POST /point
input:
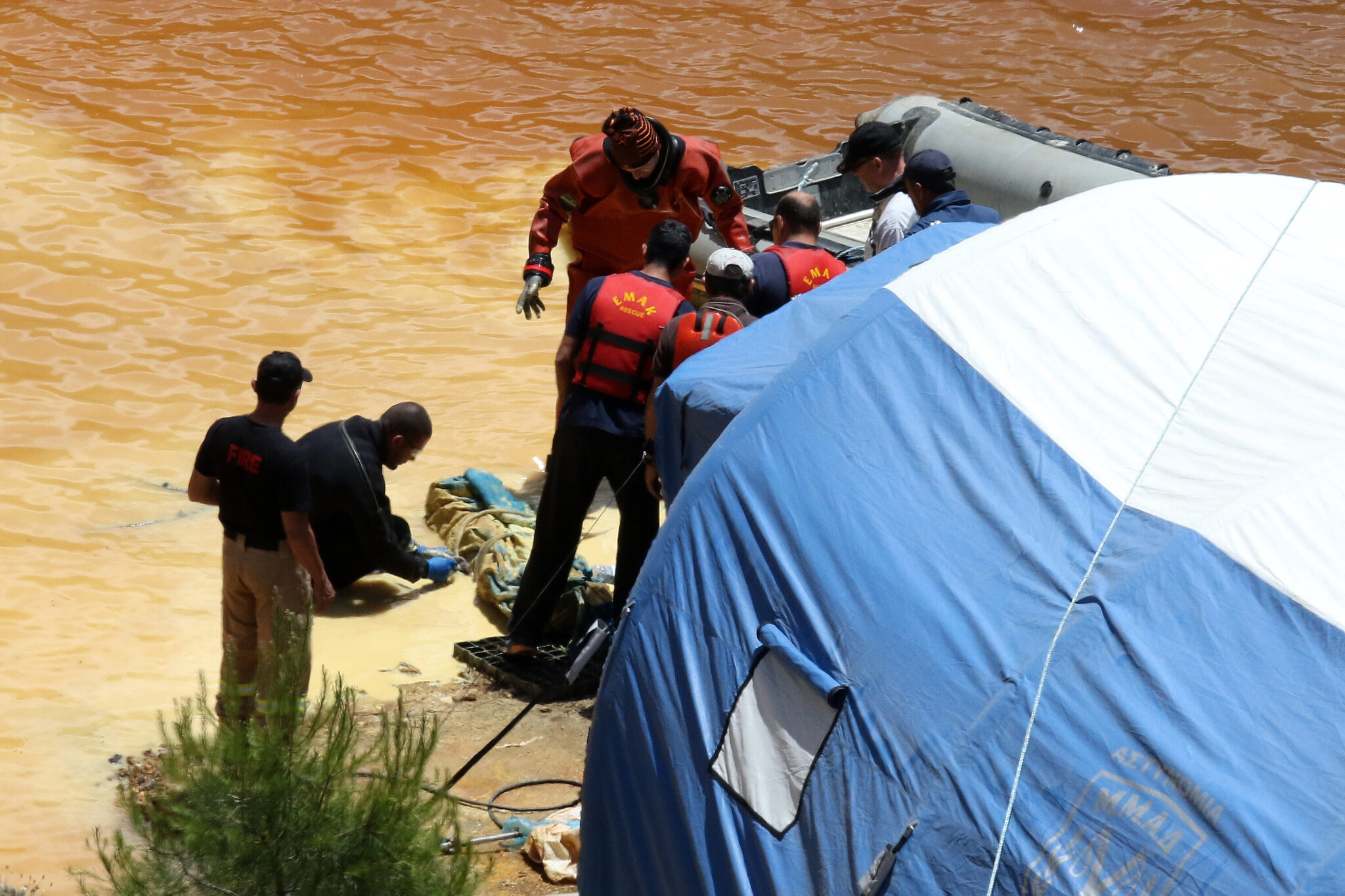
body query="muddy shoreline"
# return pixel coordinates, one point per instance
(548, 743)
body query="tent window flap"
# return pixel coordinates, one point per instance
(775, 734)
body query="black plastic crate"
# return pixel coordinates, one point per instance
(544, 676)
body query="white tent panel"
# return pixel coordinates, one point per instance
(1101, 354)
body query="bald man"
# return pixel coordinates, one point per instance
(795, 265)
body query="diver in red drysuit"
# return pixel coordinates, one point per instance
(618, 186)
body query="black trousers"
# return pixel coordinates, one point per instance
(581, 457)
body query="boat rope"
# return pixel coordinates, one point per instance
(1093, 562)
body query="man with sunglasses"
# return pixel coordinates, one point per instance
(619, 184)
(875, 156)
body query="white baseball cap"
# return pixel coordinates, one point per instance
(730, 264)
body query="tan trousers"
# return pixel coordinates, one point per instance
(255, 582)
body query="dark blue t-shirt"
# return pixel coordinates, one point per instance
(954, 206)
(585, 408)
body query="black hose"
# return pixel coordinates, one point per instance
(490, 805)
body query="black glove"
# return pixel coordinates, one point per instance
(540, 265)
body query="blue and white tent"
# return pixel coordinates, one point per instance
(1039, 547)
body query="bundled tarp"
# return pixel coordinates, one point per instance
(1051, 524)
(491, 528)
(704, 394)
(483, 523)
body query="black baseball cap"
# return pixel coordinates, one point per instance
(872, 139)
(931, 168)
(282, 372)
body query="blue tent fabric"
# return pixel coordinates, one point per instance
(917, 538)
(703, 396)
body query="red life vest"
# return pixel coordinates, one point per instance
(699, 331)
(807, 268)
(628, 314)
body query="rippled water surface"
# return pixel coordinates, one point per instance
(186, 186)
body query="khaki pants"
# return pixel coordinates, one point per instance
(255, 582)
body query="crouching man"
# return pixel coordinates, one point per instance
(353, 519)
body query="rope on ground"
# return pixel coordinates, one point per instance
(1093, 562)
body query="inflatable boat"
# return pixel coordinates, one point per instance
(1001, 161)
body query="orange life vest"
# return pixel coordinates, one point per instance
(628, 314)
(699, 331)
(807, 269)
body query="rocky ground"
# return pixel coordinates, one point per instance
(548, 743)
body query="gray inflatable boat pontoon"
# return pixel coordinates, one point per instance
(1001, 161)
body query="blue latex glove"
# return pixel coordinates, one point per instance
(440, 568)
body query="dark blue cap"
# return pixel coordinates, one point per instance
(931, 168)
(282, 371)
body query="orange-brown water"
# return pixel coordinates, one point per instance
(188, 184)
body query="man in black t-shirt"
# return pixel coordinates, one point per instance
(259, 479)
(353, 519)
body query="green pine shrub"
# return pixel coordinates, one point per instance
(276, 809)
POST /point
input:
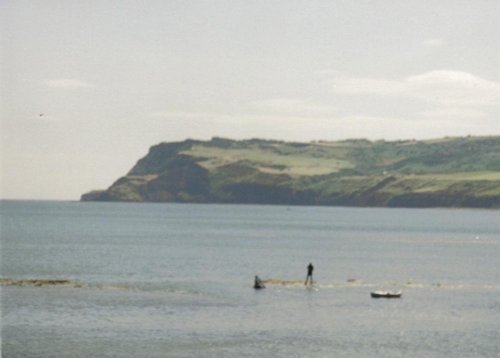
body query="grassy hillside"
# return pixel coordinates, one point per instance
(449, 172)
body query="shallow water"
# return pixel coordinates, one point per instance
(175, 280)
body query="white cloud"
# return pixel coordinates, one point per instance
(454, 113)
(443, 87)
(68, 83)
(436, 42)
(181, 115)
(294, 107)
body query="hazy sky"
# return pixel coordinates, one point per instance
(88, 86)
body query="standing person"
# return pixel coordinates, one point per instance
(310, 269)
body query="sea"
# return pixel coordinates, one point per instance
(83, 279)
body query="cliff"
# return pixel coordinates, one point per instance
(448, 172)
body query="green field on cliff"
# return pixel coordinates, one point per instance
(447, 172)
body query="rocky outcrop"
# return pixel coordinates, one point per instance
(451, 172)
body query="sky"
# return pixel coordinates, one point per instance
(88, 86)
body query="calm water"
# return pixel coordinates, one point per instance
(171, 280)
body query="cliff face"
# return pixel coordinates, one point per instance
(450, 172)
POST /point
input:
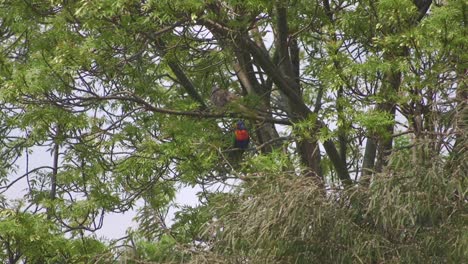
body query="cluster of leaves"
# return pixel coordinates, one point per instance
(118, 93)
(411, 213)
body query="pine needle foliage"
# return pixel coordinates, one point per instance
(410, 213)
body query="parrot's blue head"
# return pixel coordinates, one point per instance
(241, 125)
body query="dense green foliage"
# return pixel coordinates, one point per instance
(357, 111)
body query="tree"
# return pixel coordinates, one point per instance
(334, 93)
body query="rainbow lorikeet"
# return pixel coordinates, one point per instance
(241, 136)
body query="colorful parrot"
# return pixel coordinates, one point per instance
(241, 136)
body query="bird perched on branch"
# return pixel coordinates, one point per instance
(241, 136)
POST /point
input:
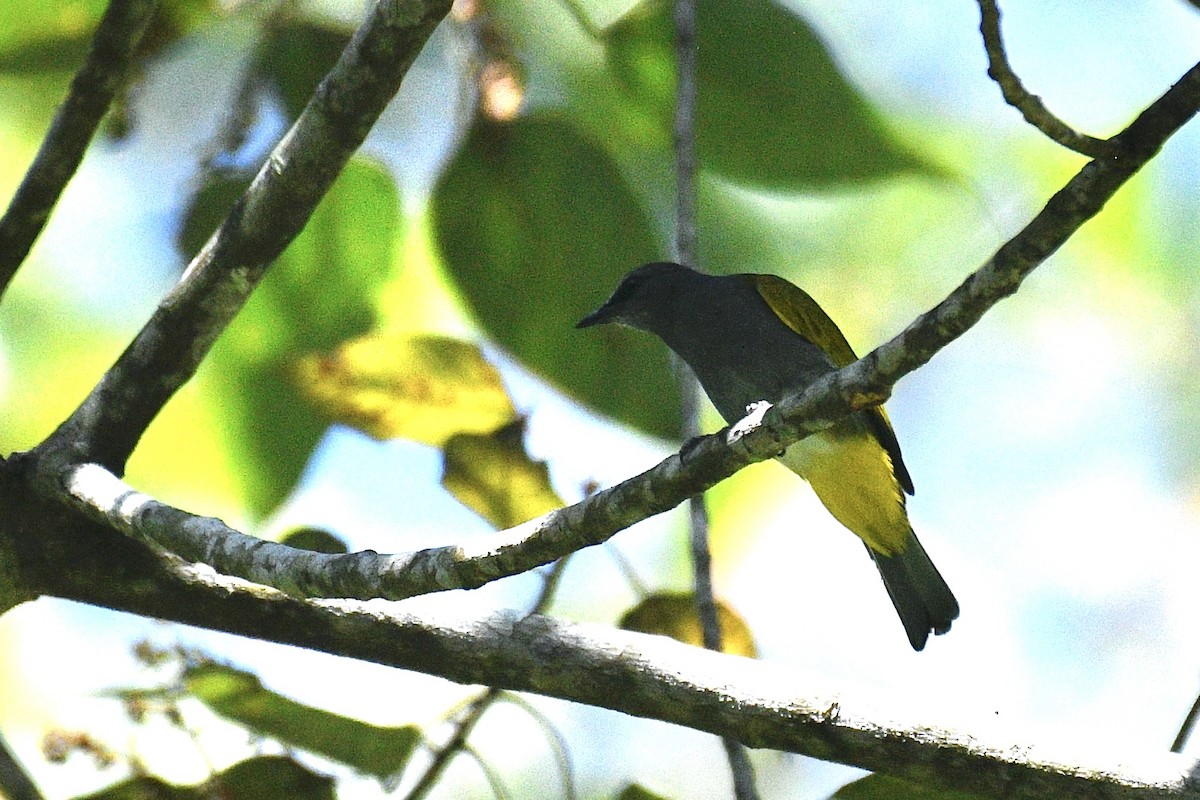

_Task description_
Extract each line of the material above that contains the word "trousers". The match is case-sensitive.

_Answer for this exercise_
body query="black trousers"
body query="tan trousers"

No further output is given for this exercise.